BEGIN Task material

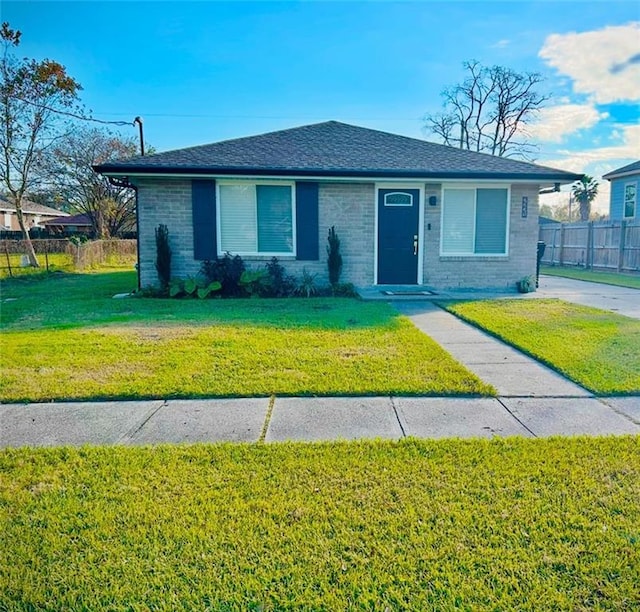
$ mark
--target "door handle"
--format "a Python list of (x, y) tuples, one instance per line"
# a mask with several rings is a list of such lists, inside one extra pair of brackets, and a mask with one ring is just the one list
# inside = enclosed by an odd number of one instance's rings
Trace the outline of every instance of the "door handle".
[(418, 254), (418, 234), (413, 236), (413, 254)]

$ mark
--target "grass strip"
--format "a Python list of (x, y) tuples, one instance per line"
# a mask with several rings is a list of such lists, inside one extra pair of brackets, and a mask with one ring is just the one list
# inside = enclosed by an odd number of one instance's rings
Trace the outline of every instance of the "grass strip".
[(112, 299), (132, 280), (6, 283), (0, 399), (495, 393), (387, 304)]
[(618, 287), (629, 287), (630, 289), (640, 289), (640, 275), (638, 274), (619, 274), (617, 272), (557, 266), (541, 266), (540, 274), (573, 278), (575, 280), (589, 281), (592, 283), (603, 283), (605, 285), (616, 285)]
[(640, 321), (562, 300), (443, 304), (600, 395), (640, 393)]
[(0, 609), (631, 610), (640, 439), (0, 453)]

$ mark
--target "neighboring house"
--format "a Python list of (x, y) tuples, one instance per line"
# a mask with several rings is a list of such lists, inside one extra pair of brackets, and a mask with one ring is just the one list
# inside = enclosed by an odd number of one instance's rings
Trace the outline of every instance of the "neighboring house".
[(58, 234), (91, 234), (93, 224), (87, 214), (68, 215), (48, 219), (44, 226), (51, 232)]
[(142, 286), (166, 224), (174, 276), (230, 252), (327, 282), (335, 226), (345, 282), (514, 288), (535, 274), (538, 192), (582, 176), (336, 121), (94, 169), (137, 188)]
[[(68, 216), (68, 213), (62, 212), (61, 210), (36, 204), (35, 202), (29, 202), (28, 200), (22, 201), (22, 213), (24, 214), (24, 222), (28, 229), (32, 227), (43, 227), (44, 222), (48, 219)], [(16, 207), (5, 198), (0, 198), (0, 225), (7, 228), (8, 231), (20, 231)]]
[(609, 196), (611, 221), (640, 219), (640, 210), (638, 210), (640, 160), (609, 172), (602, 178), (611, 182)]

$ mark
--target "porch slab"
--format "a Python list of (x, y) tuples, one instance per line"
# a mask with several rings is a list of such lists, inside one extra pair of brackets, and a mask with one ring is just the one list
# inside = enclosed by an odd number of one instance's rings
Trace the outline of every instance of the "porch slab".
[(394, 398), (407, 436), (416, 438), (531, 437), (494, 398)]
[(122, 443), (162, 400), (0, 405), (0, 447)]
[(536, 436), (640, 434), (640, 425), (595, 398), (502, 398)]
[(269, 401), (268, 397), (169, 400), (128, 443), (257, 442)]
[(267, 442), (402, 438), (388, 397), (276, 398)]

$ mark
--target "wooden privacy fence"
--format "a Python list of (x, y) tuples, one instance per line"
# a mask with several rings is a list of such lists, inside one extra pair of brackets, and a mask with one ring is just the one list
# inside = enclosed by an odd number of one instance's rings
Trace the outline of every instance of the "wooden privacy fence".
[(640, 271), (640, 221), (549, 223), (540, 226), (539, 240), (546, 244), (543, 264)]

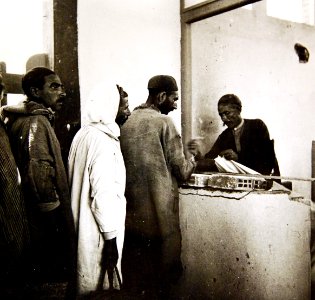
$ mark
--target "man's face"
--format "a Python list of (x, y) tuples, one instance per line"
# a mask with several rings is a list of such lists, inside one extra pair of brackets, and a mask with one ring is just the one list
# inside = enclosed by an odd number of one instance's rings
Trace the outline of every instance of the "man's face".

END Task material

What you have to do — Return each entry above unchanged. Leave the pictures out.

Answer space —
$ mark
--target "door handle"
--format "a Python list of (x, y) tuples, one instance per line"
# a mask with several rings is a list of such lists, inside one extra pair of brackets, and a mask with one ring is just the one list
# inside = enclosed by an odd number of one instance's rings
Trace the outline of every instance of the "door handle".
[(418, 254), (418, 234), (413, 236), (413, 254)]

$ mark
--target "grass strip"
--format "a Python list of (x, y) tuples, one instance per line"
# a mask with several rings is a list of such lists, inside one extra pair of brackets, and a mask with one ring is just the one list
# inside = enclosed by an odd number of one instance's rings
Trace the outline of every instance of the "grass strip".
[(112, 299), (132, 280), (6, 283), (0, 399), (495, 393), (387, 304)]
[(618, 287), (629, 287), (630, 289), (640, 289), (640, 275), (638, 274), (619, 274), (617, 272), (557, 266), (541, 266), (540, 274), (573, 278), (575, 280), (589, 281), (592, 283), (603, 283), (605, 285), (616, 285)]
[(640, 321), (562, 300), (443, 304), (600, 395), (640, 393)]
[(0, 609), (631, 610), (640, 439), (0, 453)]

$ mark
--target "neighboring house"
--format "a Python list of (x, y) tuples, one instance per line"
# a mask with several rings is a list of such lists, inside one extra pair of brackets, and a mask with one ring is just the one list
# inside = enclosed by an odd number of one instance's rings
Trace the outline of every instance of the "neighboring house".
[(58, 234), (91, 234), (93, 224), (87, 214), (68, 215), (48, 219), (44, 226), (51, 232)]
[(142, 286), (166, 224), (174, 276), (230, 252), (327, 282), (335, 226), (345, 282), (514, 288), (535, 274), (538, 192), (582, 176), (336, 121), (94, 169), (137, 188)]
[[(68, 216), (68, 213), (62, 212), (61, 210), (36, 204), (35, 202), (29, 202), (28, 200), (22, 201), (22, 213), (24, 214), (24, 222), (28, 229), (32, 227), (43, 227), (44, 222), (48, 219)], [(16, 207), (5, 198), (0, 198), (0, 225), (7, 228), (8, 231), (20, 231)]]
[(609, 196), (611, 221), (640, 219), (640, 210), (638, 210), (640, 160), (609, 172), (602, 178), (611, 182)]

$ mark
--target "porch slab"
--format "a Python list of (x, y) tuples, one instance per line"
# a mask with several rings is a list of such lists, inside one extra pair of brackets, and a mask with one ring is just the one list
# inside = enclosed by an odd number of one instance's rings
Trace the outline of every instance of the "porch slab".
[(394, 398), (407, 436), (416, 438), (531, 437), (494, 398)]
[(122, 443), (162, 400), (0, 405), (0, 447)]
[(536, 436), (640, 434), (640, 425), (595, 398), (502, 398)]
[(269, 401), (268, 397), (169, 400), (128, 443), (257, 442)]
[(267, 442), (402, 438), (388, 397), (276, 398)]

$ mark
--target "wooden privacy fence"
--format "a Python list of (x, y) tuples, one instance per line"
# a mask with several rings is a list of such lists, inside one extra pair of brackets, and a mask with one ring is just the one list
# inside = enclosed by an odd number of one instance's rings
Trace the outline of every instance of the "wooden privacy fence".
[(640, 271), (640, 221), (549, 223), (540, 226), (539, 240), (546, 244), (543, 264)]

$ mark
--target "man's face"
--format "a Python list of (x, y) tuples, one instance per line"
# a mask with several rings is a list of such lists, inside one extra pair of brackets, and a mask with one ring is just the one list
# inside = enclosed by an odd number of one instance's rings
Trace the outline of every instance of the "man's face".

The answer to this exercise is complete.